## Exercise details
Report every line of the data below that contains the string "positive", treating uppercase and lowercase letters as different.

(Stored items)
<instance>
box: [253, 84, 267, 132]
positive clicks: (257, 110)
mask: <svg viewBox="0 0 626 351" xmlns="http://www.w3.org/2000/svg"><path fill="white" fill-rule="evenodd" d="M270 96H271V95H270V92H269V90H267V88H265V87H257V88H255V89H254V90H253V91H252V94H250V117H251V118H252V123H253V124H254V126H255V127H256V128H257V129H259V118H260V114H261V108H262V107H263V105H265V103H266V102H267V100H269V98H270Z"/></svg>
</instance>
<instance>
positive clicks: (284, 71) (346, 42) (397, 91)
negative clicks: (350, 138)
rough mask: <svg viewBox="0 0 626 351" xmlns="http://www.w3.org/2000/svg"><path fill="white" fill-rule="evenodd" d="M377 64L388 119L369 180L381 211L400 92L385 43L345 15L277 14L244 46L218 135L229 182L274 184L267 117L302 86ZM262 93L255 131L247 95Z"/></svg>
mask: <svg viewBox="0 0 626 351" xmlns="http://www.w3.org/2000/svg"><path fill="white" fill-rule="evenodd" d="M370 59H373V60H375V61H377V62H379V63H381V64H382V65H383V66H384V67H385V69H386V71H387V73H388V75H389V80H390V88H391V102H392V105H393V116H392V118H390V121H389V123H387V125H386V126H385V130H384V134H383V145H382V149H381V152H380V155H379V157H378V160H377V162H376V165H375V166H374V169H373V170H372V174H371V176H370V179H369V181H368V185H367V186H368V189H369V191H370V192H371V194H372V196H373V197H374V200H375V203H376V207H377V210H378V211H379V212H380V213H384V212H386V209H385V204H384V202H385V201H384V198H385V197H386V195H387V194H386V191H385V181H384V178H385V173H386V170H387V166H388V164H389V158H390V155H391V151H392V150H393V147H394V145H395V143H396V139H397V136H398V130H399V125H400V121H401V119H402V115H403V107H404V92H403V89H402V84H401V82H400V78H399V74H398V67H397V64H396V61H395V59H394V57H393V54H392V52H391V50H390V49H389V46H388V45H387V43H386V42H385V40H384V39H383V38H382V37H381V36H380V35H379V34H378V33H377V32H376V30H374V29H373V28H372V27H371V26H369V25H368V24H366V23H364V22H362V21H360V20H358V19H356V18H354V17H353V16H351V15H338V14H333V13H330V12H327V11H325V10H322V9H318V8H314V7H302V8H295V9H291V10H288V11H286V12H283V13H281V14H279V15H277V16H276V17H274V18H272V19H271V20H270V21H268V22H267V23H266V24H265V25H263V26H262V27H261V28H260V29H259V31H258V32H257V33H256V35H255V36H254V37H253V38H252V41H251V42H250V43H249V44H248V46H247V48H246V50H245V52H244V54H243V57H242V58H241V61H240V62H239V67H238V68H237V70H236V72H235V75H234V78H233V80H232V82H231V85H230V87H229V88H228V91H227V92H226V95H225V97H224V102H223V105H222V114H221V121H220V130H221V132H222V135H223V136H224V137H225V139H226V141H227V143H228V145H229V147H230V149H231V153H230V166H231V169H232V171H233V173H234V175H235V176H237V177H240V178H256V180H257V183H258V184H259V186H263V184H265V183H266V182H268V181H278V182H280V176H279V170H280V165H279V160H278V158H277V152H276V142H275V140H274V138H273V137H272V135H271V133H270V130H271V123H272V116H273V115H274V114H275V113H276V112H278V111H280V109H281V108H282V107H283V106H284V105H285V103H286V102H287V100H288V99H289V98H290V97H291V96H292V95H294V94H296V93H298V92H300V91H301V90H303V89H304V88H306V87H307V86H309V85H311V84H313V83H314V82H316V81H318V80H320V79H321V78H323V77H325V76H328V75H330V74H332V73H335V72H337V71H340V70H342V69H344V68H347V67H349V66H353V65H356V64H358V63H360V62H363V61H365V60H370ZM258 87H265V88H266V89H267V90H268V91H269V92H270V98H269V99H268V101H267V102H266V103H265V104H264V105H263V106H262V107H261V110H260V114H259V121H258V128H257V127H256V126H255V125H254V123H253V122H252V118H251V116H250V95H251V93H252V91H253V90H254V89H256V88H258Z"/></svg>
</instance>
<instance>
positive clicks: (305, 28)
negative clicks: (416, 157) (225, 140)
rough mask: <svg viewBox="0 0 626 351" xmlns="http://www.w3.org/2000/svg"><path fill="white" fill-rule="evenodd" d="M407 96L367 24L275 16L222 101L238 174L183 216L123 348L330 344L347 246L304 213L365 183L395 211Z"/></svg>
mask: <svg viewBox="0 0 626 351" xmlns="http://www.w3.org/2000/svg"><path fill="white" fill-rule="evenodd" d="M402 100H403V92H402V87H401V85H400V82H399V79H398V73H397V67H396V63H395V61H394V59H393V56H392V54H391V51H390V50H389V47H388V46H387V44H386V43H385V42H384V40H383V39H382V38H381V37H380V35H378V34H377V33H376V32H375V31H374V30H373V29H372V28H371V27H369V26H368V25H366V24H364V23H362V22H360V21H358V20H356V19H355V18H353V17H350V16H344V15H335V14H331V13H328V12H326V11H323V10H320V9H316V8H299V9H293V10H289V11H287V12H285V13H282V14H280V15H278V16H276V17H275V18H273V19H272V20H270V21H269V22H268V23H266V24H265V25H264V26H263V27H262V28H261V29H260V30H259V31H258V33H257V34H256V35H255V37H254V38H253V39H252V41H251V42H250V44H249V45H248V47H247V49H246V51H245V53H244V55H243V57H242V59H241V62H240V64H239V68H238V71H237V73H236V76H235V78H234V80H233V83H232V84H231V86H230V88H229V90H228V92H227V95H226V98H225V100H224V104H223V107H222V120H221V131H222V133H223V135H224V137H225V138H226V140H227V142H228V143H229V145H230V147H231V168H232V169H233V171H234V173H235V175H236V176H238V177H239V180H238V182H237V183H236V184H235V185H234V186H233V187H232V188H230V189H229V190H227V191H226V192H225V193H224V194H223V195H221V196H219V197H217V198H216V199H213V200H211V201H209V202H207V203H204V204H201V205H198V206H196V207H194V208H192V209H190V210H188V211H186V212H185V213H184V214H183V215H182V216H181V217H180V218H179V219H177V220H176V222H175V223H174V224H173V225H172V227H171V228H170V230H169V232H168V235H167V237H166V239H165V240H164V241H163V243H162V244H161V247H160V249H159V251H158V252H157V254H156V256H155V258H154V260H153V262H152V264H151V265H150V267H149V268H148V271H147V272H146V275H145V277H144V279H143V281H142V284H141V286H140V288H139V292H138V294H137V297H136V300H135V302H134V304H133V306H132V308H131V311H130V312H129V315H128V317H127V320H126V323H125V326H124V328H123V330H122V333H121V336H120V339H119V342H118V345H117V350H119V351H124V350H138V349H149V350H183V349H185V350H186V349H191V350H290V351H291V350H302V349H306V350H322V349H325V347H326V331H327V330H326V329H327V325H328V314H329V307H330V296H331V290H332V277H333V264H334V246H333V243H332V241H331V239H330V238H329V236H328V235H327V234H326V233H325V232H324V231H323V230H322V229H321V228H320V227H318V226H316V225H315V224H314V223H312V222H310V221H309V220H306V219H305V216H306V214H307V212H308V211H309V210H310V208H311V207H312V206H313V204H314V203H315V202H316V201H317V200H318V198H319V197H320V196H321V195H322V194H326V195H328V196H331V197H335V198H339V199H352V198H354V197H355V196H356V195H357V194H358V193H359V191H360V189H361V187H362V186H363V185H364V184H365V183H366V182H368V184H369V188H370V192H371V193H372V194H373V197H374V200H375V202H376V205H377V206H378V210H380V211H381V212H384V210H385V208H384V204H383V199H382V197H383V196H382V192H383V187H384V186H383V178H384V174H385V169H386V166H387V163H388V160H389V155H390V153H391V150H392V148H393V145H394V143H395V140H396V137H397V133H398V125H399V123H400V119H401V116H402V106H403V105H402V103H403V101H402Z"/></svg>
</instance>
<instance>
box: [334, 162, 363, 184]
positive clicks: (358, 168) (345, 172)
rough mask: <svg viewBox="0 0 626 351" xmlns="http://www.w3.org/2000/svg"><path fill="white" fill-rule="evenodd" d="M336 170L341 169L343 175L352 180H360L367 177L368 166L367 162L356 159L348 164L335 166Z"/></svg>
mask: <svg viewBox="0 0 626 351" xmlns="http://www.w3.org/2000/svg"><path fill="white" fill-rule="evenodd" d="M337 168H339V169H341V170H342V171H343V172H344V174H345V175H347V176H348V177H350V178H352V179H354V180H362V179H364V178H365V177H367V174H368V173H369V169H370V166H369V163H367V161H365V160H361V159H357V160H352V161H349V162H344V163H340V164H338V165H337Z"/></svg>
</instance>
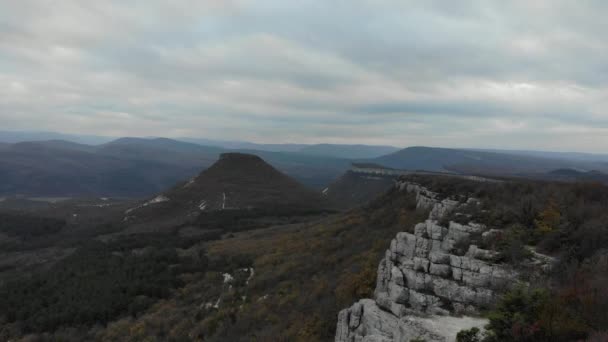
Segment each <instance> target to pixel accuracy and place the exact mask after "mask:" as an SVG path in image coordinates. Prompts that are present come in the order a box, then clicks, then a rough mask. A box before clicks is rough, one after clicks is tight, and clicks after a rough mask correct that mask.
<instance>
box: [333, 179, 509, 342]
mask: <svg viewBox="0 0 608 342" xmlns="http://www.w3.org/2000/svg"><path fill="white" fill-rule="evenodd" d="M396 186H397V187H398V188H399V189H400V190H402V191H407V192H409V193H414V194H415V195H416V203H417V208H419V209H423V210H429V212H430V214H429V218H428V220H426V221H425V222H422V223H419V224H417V225H416V226H415V228H414V233H413V234H412V233H407V232H401V233H398V234H397V236H396V237H395V238H394V239H393V240H392V241H391V243H390V247H389V249H388V250H387V251H386V254H385V257H384V258H383V259H382V261H381V262H380V265H379V266H378V275H377V282H376V289H375V292H374V299H373V300H372V299H365V300H361V301H360V302H358V303H356V304H354V305H353V306H352V307H351V308H348V309H346V310H343V311H341V312H340V314H339V317H338V326H337V331H336V338H335V340H336V342H360V341H361V342H362V341H409V340H410V339H415V338H423V339H425V340H426V341H451V340H454V339H455V336H456V333H457V331H455V332H454V331H451V330H450V331H443V330H441V329H439V330H440V331H434V329H435V330H436V329H437V328H433V326H435V325H434V323H433V322H435V321H437V320H439V319H450V320H452V321H451V323H453V326H456V327H461V328H462V329H467V328H471V327H473V326H475V325H470V324H473V323H475V324H480V325H477V326H478V327H481V326H483V320H481V321H480V320H479V319H473V318H470V317H461V318H457V317H451V316H452V315H475V314H477V313H479V310H480V309H482V308H485V307H487V306H489V305H491V304H492V302H493V300H494V299H495V297H496V293H498V292H500V291H502V290H503V289H504V288H505V287H506V286H507V284H508V283H509V281H510V280H511V279H513V278H514V277H515V276H516V273H515V271H514V270H512V269H511V268H510V267H507V266H505V265H501V264H497V263H494V262H493V260H495V259H496V257H497V253H496V252H494V251H490V250H485V249H481V248H479V247H478V246H476V245H473V244H471V243H470V241H471V238H472V236H474V235H481V234H483V233H484V232H486V231H488V230H487V229H486V227H485V226H483V225H481V224H476V223H473V222H469V223H467V224H459V223H456V222H450V223H449V224H448V225H447V226H442V225H441V224H440V223H439V220H440V219H441V218H442V217H444V216H445V215H447V214H448V213H450V212H452V211H454V210H456V209H457V208H458V207H459V206H461V205H464V204H471V203H479V202H478V201H477V200H476V199H466V200H464V201H459V200H457V199H453V198H444V199H441V197H440V195H439V194H438V193H435V192H432V191H430V190H428V189H426V188H424V187H422V186H420V185H418V184H414V183H409V182H403V181H400V182H398V183H397V184H396ZM457 246H458V248H457ZM462 246H468V249H467V250H466V252H465V253H464V255H462V253H459V252H461V251H460V250H459V248H461V247H462ZM480 322H481V323H480Z"/></svg>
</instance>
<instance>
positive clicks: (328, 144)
mask: <svg viewBox="0 0 608 342" xmlns="http://www.w3.org/2000/svg"><path fill="white" fill-rule="evenodd" d="M52 140H62V141H71V142H75V143H78V144H87V145H100V144H106V143H119V144H124V143H137V144H142V142H143V141H152V143H151V144H152V145H155V146H158V145H159V143H160V142H165V143H167V142H168V141H169V140H170V141H174V142H184V143H190V144H193V145H202V146H213V147H217V148H221V149H224V150H248V151H262V152H297V153H301V154H308V155H314V156H324V157H334V158H346V159H354V158H375V157H379V156H382V155H384V154H387V153H391V152H395V151H398V150H399V148H398V147H394V146H373V145H338V144H258V143H252V142H247V141H230V140H214V139H203V138H189V137H182V138H175V139H165V138H154V137H151V138H118V139H117V138H113V137H102V136H92V135H72V134H63V133H55V132H29V131H0V144H2V143H19V142H31V141H52Z"/></svg>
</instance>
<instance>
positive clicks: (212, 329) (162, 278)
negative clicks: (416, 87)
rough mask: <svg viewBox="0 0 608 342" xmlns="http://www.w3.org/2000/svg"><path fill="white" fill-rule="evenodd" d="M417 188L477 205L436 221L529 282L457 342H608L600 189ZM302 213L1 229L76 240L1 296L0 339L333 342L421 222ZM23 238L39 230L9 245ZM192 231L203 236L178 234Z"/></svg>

## Written answer
positive clicks: (257, 110)
positive clicks: (284, 71) (346, 42) (397, 91)
positive clicks: (305, 28)
positive clicks: (358, 168) (345, 172)
positive clicks: (328, 144)
positive clicks: (212, 329) (162, 278)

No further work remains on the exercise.